● Problem A
In the chapter conclusion on a fairer world, rewrite the paragraph beginning "And once you have decided to stand up for more equality" more concisely, keeping its main points.
● Problem B
Pick up the conclusion on sharing and global inequality after its final paragraph, and extend it in the same voice.

● Document segment
--*--

Conclusion
Chapter 7
Radically Normal, part 7 of 7 · Series overview · Dieses Kapitel auf Deutsch
Do you remember the people outside your veranda, waiting for you to bring them more water? Your gun, your heavy door bolt? You are still there, and it is still your move.
I’ve written a lot about details now. The tools are basically there; calibrating them is a job for experts. There is also more than one path to the goal of a fairer world. If we do not agree cooperatively on a path, the pressure in the system will continue to build — and history shows that extreme inequality always leads to an adjustment, and rarely a peaceful one. I would like to spare us that.
What I care about at the core is that we are honest with ourselves. Because that is the precondition for everything else. A lack of honesty towards ourselves is the reason we stay stuck in a felt hopelessness, the reason we dodge our responsibility.
But just as in our desert scenario, we have to acknowledge our responsibility and decide. And on this fundamental question there really is only black and white. Do you share, or do you shut the door? There are no excuses like “that’s too complicated.” Because that would be dishonest in the face of 25,000 people dying of hunger every day. Once we agree on that, we can happily argue about the methods and nuances.
If you don’t want a fairer world, then that is your decision — and your responsibility.
And by that I mean all inequality, all over the world. There is no hiding behind national borders. Justice only for your own group is not justice. For me, this is about responsibility, not about migration policy. It's about whose life counts, not which border controls come down and when.
And once you have decided to stand up for more equality, you need a guiding star. A point of orientation that reduces the criteria for a better world to the essentials. One that keeps us from sinking into petty skirmishes and trying to refute, point by point, the arguments of those who don’t want to share. All of that drains the energy we need to do what’s right. Gary Stevenson understood this, proclaiming very simple principles (“tax wealth, not work”).
Whether the goal is called 10x or something else is secondary. Just as the exact choice and calibration of measures is secondary. But with a guiding vision we widen the frame of what can be discussed in our society. And that is urgently needed, because today this frame is set too narrowly. And it is set by the very people who would slam the door of the oasis house without batting an eye.

--*--

● Data provided
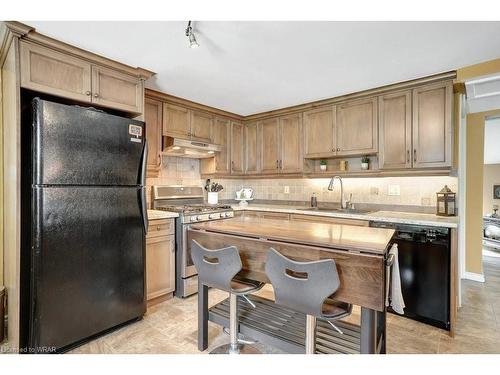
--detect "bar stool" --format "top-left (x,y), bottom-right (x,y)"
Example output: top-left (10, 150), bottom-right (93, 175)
top-left (191, 240), bottom-right (265, 354)
top-left (266, 248), bottom-right (352, 354)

--*--

● Exercise answer A
Anyone who decides to work for greater equality needs a guiding star: a point of orientation that reduces the criteria for a better world to the essentials. Such a point prevents petty skirmishes and point-by-point rebuttals of those who refuse to share, which drain the energy needed to do what is right. Gary Stevenson grasped this by proclaiming very simple principles, such as "tax wealth, not work."

● Exercise answer B
But even a frame is worth little if we feel that we ourselves cannot change anything. If, despite us wanting it, we do not see a mass movement overnight forcing governments around the world to change course.
It is not easy to share our oasis. But it is a choice we can make. And no one forces us to make the same choice today that we made yesterday.
That is what I mean by “radically normal.” Today it seems radical to say that no one needs a hundred times more to live on than someone else. Just as the abolition of slavery or women’s right to vote once seemed radical. That they seem normal today was only possible because people fought for radical change.
That is why it matters that we know we can already take small steps now, taht we don’t have to wait until better, easier times come.
What are examples of such steps?
Every one of us can talk with our friends about the topic. Every one of us can speak up online for more equality. Every one of us can boycott exploitative companies. All of us who live in democracies can demand pilot programmes for a basic income and push our elected representatives to stand up for progressive taxation, and for wealth taxes in particular. And we can join global initiatives that work against inequality.
I would be glad if you took this text as inspiration, if you discussed it — controversially and respectfully — if you asked questions; in short: if we took responsibility together.
Acknowledgements and further reading
This topic has been consuming me for many years. The impulse came from two directions:
For one, it was the constant denial of one’s own responsibility that I kept meeting in everyday life. From that I derived the oasis parable and developed it further in many conversations with friends and relatives.
For another, the impulse actually came through Richard David Precht’s History of Philosophy, which — even though I find his positions problematic in many respects — provided me with a clear sense of direction. In it he mentions Plato’s Nomoi and, with them, the 4-to-1 ratio. When I read that, I was floored.
Starting from these two core ideas — personal responsibility and the historically documented possibility of even daring to think about a limit on wealth — I began to sketch and research how one might connect them and argue the whole thing through from beginning to end.
In that research, and as a sparring partner throughout, AI tools also helped me. Without them I would not have made progress so quickly — I work full-time, I also do volunteer work for Volt, and I have a wife and three children.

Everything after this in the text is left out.